(Dataset records)
- - - -
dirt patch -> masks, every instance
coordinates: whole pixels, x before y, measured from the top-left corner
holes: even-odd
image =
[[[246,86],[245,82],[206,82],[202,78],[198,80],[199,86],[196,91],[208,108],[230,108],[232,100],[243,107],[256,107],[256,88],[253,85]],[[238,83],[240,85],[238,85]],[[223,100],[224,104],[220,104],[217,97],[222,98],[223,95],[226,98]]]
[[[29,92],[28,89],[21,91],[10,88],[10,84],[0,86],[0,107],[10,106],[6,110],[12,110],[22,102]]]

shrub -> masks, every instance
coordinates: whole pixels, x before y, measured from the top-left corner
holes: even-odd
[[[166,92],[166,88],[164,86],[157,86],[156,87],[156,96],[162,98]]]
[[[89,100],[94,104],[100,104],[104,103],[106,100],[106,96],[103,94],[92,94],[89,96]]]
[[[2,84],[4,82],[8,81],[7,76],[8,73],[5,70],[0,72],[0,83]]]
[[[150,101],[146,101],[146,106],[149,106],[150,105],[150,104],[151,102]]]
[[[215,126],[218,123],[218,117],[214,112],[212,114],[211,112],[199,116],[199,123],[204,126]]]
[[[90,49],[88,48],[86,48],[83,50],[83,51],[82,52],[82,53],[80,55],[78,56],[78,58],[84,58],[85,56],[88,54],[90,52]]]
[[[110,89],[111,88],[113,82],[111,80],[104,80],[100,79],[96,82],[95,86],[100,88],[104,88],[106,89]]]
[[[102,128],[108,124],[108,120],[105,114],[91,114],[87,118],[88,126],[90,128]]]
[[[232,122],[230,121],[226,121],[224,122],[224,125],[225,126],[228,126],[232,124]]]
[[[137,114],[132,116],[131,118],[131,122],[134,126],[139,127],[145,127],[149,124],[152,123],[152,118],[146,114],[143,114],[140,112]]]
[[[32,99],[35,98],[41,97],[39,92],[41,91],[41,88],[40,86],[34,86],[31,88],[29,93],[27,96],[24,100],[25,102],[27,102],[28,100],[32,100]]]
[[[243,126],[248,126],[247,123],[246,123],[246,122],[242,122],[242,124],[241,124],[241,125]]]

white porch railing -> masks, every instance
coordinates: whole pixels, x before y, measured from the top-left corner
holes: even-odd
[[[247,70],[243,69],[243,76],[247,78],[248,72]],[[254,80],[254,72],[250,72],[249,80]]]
- - - -
→ **Written task**
Swap "every instance" for "all instances" throughout the entries above, and keep every other line as it is.

→ **Solution to the problem**
dirt patch -> masks, all instances
coordinates: whole pixels, x before y, measured from the top-left corner
holes: even-odd
image =
[[[246,86],[245,82],[206,82],[202,78],[198,80],[199,86],[196,91],[208,108],[230,108],[232,100],[243,107],[256,107],[256,88],[253,85]],[[238,83],[240,85],[238,85]],[[223,100],[224,104],[220,104],[217,97],[222,98],[223,95],[226,98]]]
[[[29,92],[28,89],[21,91],[10,88],[10,84],[0,86],[0,107],[10,106],[6,110],[12,110],[22,102]]]

shrub -> masks, all instances
coordinates: whole pixels, x before y, measured from the top-left corner
holes: even-odd
[[[166,92],[166,88],[164,86],[157,86],[156,87],[156,96],[162,98]]]
[[[89,100],[94,104],[100,104],[104,103],[106,100],[106,96],[103,94],[92,94],[89,96]]]
[[[2,84],[4,82],[8,81],[7,76],[8,73],[5,70],[0,72],[0,83]]]
[[[150,101],[146,101],[146,106],[149,106],[150,105],[150,104],[151,102]]]
[[[215,126],[218,123],[218,117],[214,112],[212,114],[211,112],[199,116],[199,123],[204,126]]]
[[[90,49],[88,48],[86,48],[83,50],[83,51],[82,52],[82,53],[80,55],[78,56],[78,58],[84,58],[85,56],[88,54],[90,52]]]
[[[110,89],[111,88],[113,82],[111,80],[104,80],[100,79],[96,82],[95,86],[100,88],[104,88],[106,89]]]
[[[102,128],[108,124],[108,120],[105,114],[91,114],[87,118],[88,126],[90,128]]]
[[[232,122],[230,121],[226,121],[224,122],[224,125],[225,126],[228,126],[232,124]]]
[[[137,114],[132,116],[131,118],[131,122],[134,126],[139,127],[145,127],[149,124],[152,123],[152,118],[146,114],[143,114],[140,112]]]
[[[32,99],[35,98],[41,97],[39,92],[41,91],[41,88],[40,86],[34,86],[31,88],[29,93],[27,96],[24,100],[25,102],[27,102],[28,100],[32,100]]]
[[[243,126],[248,126],[247,123],[246,123],[246,122],[242,122],[242,124],[241,124],[241,125]]]

white porch railing -> masks, all instances
coordinates: whole pixels, x before y, measured from the top-left corner
holes: even-odd
[[[247,70],[243,69],[243,76],[247,78],[248,72]],[[254,80],[254,72],[250,72],[249,80]]]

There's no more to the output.